<<<<

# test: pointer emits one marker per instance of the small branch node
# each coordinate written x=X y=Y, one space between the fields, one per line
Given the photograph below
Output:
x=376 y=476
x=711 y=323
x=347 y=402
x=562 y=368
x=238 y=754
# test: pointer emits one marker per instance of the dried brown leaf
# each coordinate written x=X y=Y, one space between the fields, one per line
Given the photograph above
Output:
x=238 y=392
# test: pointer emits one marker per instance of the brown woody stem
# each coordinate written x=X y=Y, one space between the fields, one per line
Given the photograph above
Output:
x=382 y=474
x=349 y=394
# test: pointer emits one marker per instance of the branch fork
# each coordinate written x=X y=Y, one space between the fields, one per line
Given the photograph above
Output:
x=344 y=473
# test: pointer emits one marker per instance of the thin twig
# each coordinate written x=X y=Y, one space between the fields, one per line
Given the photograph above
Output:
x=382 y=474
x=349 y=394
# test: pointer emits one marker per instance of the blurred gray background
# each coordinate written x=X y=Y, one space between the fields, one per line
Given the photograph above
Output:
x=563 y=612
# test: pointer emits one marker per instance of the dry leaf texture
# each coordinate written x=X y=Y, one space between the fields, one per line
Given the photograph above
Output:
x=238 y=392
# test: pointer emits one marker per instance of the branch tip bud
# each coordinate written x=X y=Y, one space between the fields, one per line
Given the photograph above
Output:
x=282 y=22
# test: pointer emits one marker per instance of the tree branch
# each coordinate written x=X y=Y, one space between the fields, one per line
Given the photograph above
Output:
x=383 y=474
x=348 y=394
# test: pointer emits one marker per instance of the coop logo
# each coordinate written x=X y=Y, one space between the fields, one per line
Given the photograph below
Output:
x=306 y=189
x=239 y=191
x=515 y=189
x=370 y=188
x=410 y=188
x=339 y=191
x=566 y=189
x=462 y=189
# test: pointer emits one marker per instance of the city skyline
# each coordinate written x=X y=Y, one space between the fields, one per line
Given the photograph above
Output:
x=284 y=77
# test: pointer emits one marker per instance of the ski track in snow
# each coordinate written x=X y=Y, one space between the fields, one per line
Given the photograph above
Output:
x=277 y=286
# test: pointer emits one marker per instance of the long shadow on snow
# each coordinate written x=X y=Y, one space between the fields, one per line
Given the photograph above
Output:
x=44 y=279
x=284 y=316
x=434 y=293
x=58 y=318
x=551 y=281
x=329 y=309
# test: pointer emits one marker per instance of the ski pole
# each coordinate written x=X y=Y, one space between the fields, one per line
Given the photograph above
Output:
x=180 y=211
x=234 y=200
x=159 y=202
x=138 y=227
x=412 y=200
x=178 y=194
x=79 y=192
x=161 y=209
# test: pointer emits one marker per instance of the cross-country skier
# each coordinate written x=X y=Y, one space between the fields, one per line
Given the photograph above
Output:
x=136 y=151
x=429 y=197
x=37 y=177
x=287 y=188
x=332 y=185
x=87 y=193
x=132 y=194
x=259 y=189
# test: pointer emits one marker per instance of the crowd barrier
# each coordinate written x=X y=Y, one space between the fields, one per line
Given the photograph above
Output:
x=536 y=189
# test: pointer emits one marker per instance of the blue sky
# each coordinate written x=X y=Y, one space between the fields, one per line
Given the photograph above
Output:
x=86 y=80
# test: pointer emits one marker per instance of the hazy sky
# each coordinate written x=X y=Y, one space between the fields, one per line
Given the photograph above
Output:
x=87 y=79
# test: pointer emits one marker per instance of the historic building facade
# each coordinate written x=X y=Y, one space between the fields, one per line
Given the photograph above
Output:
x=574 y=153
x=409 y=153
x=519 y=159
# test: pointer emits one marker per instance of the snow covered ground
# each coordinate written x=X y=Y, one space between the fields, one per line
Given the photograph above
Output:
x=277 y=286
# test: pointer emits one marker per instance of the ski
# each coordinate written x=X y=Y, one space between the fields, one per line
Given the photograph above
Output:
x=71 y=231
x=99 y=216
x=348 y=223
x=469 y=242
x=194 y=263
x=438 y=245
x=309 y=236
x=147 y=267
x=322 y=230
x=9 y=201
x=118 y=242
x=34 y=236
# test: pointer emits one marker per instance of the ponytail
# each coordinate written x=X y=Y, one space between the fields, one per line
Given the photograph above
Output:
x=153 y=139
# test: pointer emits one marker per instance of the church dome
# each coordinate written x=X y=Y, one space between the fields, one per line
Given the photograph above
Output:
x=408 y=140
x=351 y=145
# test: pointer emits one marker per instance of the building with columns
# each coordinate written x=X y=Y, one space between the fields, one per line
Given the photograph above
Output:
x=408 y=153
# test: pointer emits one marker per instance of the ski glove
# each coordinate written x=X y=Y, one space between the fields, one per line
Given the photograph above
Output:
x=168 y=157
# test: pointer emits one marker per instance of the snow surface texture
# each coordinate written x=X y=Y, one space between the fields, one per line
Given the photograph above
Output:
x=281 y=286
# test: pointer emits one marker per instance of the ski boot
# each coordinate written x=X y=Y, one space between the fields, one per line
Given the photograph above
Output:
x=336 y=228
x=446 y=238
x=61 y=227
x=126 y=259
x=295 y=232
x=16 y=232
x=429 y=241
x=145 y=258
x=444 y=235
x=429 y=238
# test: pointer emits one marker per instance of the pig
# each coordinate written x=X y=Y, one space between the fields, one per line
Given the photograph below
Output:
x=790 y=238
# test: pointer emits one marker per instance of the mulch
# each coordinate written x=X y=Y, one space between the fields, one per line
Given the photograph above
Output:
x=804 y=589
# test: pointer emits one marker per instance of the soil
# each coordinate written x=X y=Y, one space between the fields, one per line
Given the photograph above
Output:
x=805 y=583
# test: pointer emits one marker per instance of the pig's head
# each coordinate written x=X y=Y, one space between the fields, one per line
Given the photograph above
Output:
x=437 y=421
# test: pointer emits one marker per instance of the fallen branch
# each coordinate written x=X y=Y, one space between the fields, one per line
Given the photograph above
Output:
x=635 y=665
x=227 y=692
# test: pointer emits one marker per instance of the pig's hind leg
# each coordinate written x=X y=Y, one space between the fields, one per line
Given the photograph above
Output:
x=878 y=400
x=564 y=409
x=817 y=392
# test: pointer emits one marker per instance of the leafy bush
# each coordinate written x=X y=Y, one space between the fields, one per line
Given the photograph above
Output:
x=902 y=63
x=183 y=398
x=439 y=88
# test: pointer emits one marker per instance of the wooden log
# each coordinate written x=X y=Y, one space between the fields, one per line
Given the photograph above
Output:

>>>>

◆ 과제 목표 ◆
위의 기록 전체를 한 글자도 바꾸지 말고 처음부터 끝까지 그대로 옮겨 적으시오.

◆ 풀이 ◆
# test: pointer emits one marker per instance of the small branch node
# each coordinate written x=X y=Y, one space between the fields, one per line
Given the photograph below
Output:
x=376 y=476
x=711 y=323
x=347 y=402
x=562 y=368
x=238 y=754
# test: pointer emits one marker per instance of the dried brown leaf
# each coordinate written x=X y=Y, one space between the fields, one per line
Given the photograph above
Output:
x=238 y=392
# test: pointer emits one marker per instance of the brown woody stem
# each coordinate written x=X y=Y, one space between the fields, one per line
Given the photograph above
Output:
x=382 y=474
x=349 y=394
# test: pointer emits one marker per instance of the branch fork
# each coordinate written x=X y=Y, one space between the fields, one per line
Given the photograph above
Output:
x=344 y=473
# test: pointer emits one marker per instance of the thin twig
# each coordinate written x=X y=Y, one space between the fields, one per line
Given the photograph above
Output:
x=382 y=474
x=349 y=394
# test: pointer emits one marker per instance of the blurred gray background
# each coordinate written x=X y=Y, one space between the fields, one per line
Given the photograph above
Output:
x=563 y=612
# test: pointer emits one marker per instance of the dry leaf texture
# each coordinate written x=X y=Y, one space between the fields, one per line
Given the photograph above
Output:
x=238 y=392
# test: pointer emits one marker per instance of the branch tip bud
# each coordinate written x=X y=Y, one space between the fields, one per line
Given the photograph above
Output:
x=282 y=22
# test: pointer emits one marker per instance of the tree branch
# each coordinate written x=X y=Y, one space between the fields, one per line
Given the photograph above
Output:
x=383 y=474
x=348 y=394
# test: pointer emits one marker per instance of the coop logo
# each coordinate written x=X y=Y, one space between the fields, one per line
Given the photograph below
Output:
x=306 y=189
x=239 y=191
x=515 y=189
x=370 y=188
x=410 y=188
x=339 y=191
x=566 y=189
x=462 y=189
# test: pointer emits one marker per instance of the city skyline
# each coordinate written x=X y=Y, one space between the fields, one per line
Given the photograph above
Output:
x=284 y=77
# test: pointer emits one marker per instance of the ski track in snow
# each coordinate written x=X y=Y, one space between the fields, one per line
Given the photograph above
Output:
x=277 y=286
# test: pointer emits one marker per instance of the long shadow on snow
# each coordinate written x=X y=Y, one space between the fields, one per line
Given the photograph above
Output:
x=44 y=279
x=284 y=316
x=434 y=293
x=58 y=318
x=551 y=281
x=329 y=309
# test: pointer emits one marker per instance of the ski pole
# each coordinate written x=X y=Y, one space between the fields, one per line
Given the photograph above
Output:
x=180 y=211
x=234 y=200
x=159 y=202
x=138 y=227
x=412 y=200
x=178 y=194
x=79 y=192
x=161 y=209
# test: pointer emits one marker per instance of the cross-country skier
# each coordinate written x=X y=Y, one space between the fields, one per line
Given the photograph above
Output:
x=136 y=151
x=429 y=197
x=37 y=177
x=287 y=188
x=332 y=185
x=87 y=193
x=132 y=194
x=259 y=189
# test: pointer emits one marker per instance of the crowd barrier
# each coordinate written x=X y=Y, one space between the fields, one per line
Given the photograph above
Output:
x=536 y=189
# test: pointer emits one marker per instance of the blue sky
# each coordinate written x=X y=Y, one space between the fields, one per line
Given the photograph above
Output:
x=86 y=80
# test: pointer emits one marker per instance of the hazy sky
# each coordinate written x=X y=Y, one space between the fields, one per line
Given the photograph above
Output:
x=87 y=79
# test: pointer emits one marker per instance of the historic building facade
# each coordinate written x=X y=Y, one space between the fields, one per line
Given the photograph above
Output:
x=574 y=153
x=409 y=153
x=519 y=159
# test: pointer emits one marker per instance of the snow covered ground
# each coordinate written x=X y=Y, one space between the fields, one per line
Given the photograph above
Output:
x=277 y=286
# test: pointer emits one marker per instance of the ski
# each coordinate written x=X y=Y, one space between the fields, one per line
Given the photograph above
Output:
x=71 y=231
x=99 y=216
x=348 y=223
x=469 y=242
x=194 y=263
x=438 y=245
x=309 y=236
x=147 y=267
x=322 y=230
x=9 y=201
x=118 y=242
x=34 y=236
# test: pointer emits one marker per instance of the ponytail
# each coordinate written x=X y=Y, one space between the fields, one per line
Given the photograph above
Output:
x=153 y=139
# test: pointer emits one marker per instance of the church dome
# each coordinate written x=X y=Y, one space between the fields, one per line
Given the photograph above
Output:
x=408 y=140
x=351 y=145
# test: pointer emits one marker per instance of the building with columns
# each coordinate written x=X y=Y, one space between the fields, one per line
Given the photograph above
Output:
x=408 y=153
# test: pointer emits one marker per instance of the ski glove
# each coordinate written x=X y=Y, one space between the fields, one per line
Given the photograph above
Output:
x=168 y=157
# test: pointer emits one marker per instance of the snow surface texture
# each coordinate written x=X y=Y, one space between the fields, one per line
Given the photograph above
Output:
x=281 y=286
# test: pointer emits one marker per instance of the ski boot
# each coordinate written x=X y=Y, one space between the fields, one per line
Given the photograph above
Output:
x=336 y=228
x=446 y=238
x=61 y=227
x=126 y=259
x=295 y=232
x=16 y=232
x=429 y=241
x=145 y=258
x=444 y=235
x=429 y=238
# test: pointer emits one marker per instance of the pig
# each coordinate written x=X y=Y, one space between the fields, one per line
Given the photograph below
Output:
x=790 y=238
# test: pointer emits one marker per instance of the mulch
# each coordinate written x=X y=Y, one space between the fields, one per line
Given the photograph above
Output:
x=804 y=589
# test: pointer emits one marker per instance of the soil
# each coordinate written x=X y=Y, one space between the fields, one per line
Given the photograph above
Output:
x=805 y=583
# test: pointer emits one marker per instance of the pig's head
# each coordinate written x=X y=Y, one space between the fields, one per line
Given the photograph above
Output:
x=437 y=421
# test: pointer emits one marker per instance of the fallen branch
# each coordinate written x=X y=Y, one space between the fields, one per line
Given the photograph above
Output:
x=635 y=665
x=227 y=692
# test: pointer emits one marker per instance of the pig's hind leg
# each coordinate written x=X y=Y, one space between the fields, one per line
Given the photograph above
Output:
x=878 y=400
x=564 y=409
x=817 y=392
# test: pointer emits one marker per instance of the leafy bush
# each coordinate written x=X y=Y, one space between the fields, one per line
Given the photograph above
Output:
x=902 y=63
x=183 y=398
x=439 y=88
# test: pointer emits one marker per instance of the wooden log
# each coordinate written x=X y=Y, one space between the fields, one per line
Given the photograph above
Output:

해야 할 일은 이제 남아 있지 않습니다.